> **REQUIRED ACTION A**: Print the stretch of the EHAM abstract from "Conclusions: The EHAM" through "failing cardiac performance.".
> **REQUIRED ACTION B**: In the EHAM abstract, how was myocardial tissue perfusion measured?

> **EXTRACT PROVIDED**:
###
Artificial hearts and ventricular assist devices have been widely used clinically to assist patients with severe heart failure. Unfortunately, direct contact between the device and the patient's blood leads to thromboembolic events, and then the need for anticoagulation and infections contribute significantly to complication and mortality. Compressing the dysfunctional heart from its epicardial surface, a nonblood-contacting method of direct mechanical ventricular actuation could provide ventricular support, pulsatile blood flow, and avoid interactions between blood and the surface of the artificial assistance system. An ElectroHydraulic Artificial Myocardial (EHAM) assist system that might assist heart muscle contraction has been developed. The purpose of this study is to determine the efficiency of the EHAM system in perfusing myocardial tissue in an acute animal experiment.
Method: Healthy adult goats (n = 8) were used in acute animal experiments. A left lateral thoracotomy was done and the chest was opened through the 4th and 5th rib resection. Hemodynamic parameters were continuously monitored including ECG, aortic blood pressure, left ventricular pressure, and pulmonary artery pressure. Myocardial tissue perfusion was measured by using an Omega flow laser fiber attached on the surface of the heart.
Results: All the animals achieved significantly increased blood pressure, pulmonary artery flow, and myocardial tissue perfusion during the EHAM compression compared with the nondriving (pre-assisted) mode.
Conclusions: The EHAM system can effectively improve myocardial tissue perfusion and increase blood pressure thus demonstrating a potential for treating failing cardiac performance.
###
> **GIVEN ENTRIES**:
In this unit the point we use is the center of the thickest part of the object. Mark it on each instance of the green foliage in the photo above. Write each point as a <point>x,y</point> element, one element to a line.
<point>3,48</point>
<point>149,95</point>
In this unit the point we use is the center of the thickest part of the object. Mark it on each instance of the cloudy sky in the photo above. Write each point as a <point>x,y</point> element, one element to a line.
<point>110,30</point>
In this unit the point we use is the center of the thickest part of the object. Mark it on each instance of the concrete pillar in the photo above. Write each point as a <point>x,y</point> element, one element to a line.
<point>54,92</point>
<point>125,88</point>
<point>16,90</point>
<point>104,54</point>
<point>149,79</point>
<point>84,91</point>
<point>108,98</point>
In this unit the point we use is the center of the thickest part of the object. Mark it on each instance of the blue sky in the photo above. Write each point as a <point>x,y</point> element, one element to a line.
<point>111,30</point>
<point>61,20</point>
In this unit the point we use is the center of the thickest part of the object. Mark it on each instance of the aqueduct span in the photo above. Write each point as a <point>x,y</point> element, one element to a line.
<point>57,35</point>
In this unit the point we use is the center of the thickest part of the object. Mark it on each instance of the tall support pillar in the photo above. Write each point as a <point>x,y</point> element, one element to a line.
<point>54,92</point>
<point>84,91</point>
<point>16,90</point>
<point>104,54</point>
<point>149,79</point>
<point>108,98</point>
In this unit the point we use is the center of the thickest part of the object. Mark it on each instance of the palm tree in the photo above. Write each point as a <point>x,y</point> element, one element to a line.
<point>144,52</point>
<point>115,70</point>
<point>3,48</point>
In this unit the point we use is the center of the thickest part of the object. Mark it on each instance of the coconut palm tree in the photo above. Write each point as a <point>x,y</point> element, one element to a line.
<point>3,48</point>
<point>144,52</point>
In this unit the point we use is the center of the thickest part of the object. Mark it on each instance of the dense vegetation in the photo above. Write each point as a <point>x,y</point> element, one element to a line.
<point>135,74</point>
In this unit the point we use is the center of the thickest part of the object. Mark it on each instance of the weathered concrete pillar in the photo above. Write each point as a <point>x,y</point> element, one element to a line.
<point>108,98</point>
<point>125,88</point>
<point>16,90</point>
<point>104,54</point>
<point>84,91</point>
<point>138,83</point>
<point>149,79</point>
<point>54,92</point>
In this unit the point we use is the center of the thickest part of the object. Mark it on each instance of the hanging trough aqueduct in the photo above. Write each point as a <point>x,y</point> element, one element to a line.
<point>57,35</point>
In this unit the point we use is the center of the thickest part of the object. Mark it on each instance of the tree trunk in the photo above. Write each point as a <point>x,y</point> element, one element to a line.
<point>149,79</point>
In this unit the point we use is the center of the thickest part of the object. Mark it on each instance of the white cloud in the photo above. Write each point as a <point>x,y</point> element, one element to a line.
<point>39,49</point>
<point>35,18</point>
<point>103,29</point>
###
> **OUTPUT A**:
Conclusions: The EHAM system can effectively improve myocardial tissue perfusion and increase blood pressure thus demonstrating a potential for treating failing cardiac performance.

> **OUTPUT B**: It was measured with an Omega flow laser fiber attached on the surface of the heart.